Requirements: Can you copy the rows word for word, starting from the very first line and continuing through the line that contains "[549,0,1200,800]", including that line?

Rows on locating named things:
** BEGIN **

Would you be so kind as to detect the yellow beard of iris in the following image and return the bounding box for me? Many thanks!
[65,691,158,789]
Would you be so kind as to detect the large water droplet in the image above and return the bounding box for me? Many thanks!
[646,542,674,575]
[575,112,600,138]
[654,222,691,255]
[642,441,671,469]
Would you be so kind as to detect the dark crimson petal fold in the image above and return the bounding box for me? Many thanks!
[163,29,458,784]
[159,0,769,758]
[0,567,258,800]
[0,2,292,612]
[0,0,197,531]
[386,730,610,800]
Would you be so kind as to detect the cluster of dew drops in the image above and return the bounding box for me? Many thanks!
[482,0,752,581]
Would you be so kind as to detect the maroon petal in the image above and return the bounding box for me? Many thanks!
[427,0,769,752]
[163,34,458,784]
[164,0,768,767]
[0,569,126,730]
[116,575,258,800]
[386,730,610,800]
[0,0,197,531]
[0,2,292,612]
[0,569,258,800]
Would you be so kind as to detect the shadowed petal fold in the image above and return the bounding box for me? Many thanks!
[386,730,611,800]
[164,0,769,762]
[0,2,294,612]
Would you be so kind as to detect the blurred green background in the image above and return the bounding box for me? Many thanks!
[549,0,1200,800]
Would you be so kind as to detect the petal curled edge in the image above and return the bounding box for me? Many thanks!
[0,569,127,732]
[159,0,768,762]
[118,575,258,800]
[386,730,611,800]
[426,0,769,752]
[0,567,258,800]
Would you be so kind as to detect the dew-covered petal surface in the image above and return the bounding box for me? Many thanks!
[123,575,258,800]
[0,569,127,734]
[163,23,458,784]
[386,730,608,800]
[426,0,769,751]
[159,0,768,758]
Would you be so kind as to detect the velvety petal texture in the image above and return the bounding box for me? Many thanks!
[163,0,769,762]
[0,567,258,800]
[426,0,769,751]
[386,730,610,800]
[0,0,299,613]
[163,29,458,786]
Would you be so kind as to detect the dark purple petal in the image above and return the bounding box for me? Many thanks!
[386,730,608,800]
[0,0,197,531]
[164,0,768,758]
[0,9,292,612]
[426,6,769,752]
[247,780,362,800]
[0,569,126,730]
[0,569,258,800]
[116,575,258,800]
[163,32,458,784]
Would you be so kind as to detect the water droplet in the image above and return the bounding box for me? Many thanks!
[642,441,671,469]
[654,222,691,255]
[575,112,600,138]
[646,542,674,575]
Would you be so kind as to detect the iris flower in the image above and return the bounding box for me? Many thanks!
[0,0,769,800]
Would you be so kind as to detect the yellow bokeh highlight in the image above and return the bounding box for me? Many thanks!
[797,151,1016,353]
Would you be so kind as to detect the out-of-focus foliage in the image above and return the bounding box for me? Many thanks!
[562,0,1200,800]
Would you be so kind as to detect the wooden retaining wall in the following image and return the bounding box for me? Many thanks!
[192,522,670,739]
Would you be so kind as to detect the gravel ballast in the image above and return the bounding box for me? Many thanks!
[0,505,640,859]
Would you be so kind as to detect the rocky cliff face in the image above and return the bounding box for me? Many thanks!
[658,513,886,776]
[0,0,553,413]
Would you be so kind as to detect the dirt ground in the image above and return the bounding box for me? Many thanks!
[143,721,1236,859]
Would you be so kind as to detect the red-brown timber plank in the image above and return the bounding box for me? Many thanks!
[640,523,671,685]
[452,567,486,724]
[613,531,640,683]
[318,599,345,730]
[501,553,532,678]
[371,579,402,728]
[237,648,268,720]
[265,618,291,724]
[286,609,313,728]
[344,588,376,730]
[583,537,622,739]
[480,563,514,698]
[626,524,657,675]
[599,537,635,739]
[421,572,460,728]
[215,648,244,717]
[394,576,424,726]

** END **

Result of the task:
Would you be so kind as to detect the yellow beard of iris in the following image and return the bounding box for me? Many thanks!
[65,691,158,789]
Would you be so kind as to detect the large water droplet in the image above and return the bounding box for me? Many thanks!
[646,542,674,575]
[575,112,600,138]
[654,222,691,255]
[642,441,671,469]
Would you be so kind as to detect the dark crimson petal fold in the image above and return the bounding box for me? Many thanks!
[163,29,458,784]
[159,0,769,758]
[0,567,258,800]
[0,2,292,612]
[0,0,197,531]
[386,730,610,800]
Would you be so kind as to detect the cluster of dew drops in the image above and return the bounding box for me? Many thanks!
[482,0,752,581]
Would you be so kind as to detect the maroon petal in the image above and return the bounding box for me? Many thanks!
[427,0,769,752]
[163,34,458,784]
[164,0,768,767]
[0,569,126,730]
[116,575,258,800]
[386,730,610,800]
[0,0,197,531]
[0,2,292,612]
[0,569,258,800]
Would you be so kind as to detect the shadowed petal fold in the image above and return the bounding box for me? Many thanks!
[386,730,611,800]
[164,0,769,762]
[0,2,294,612]
Would you be so kind as to detect the blurred green background in the image above and return the bounding box for me? Many thanks!
[549,0,1200,800]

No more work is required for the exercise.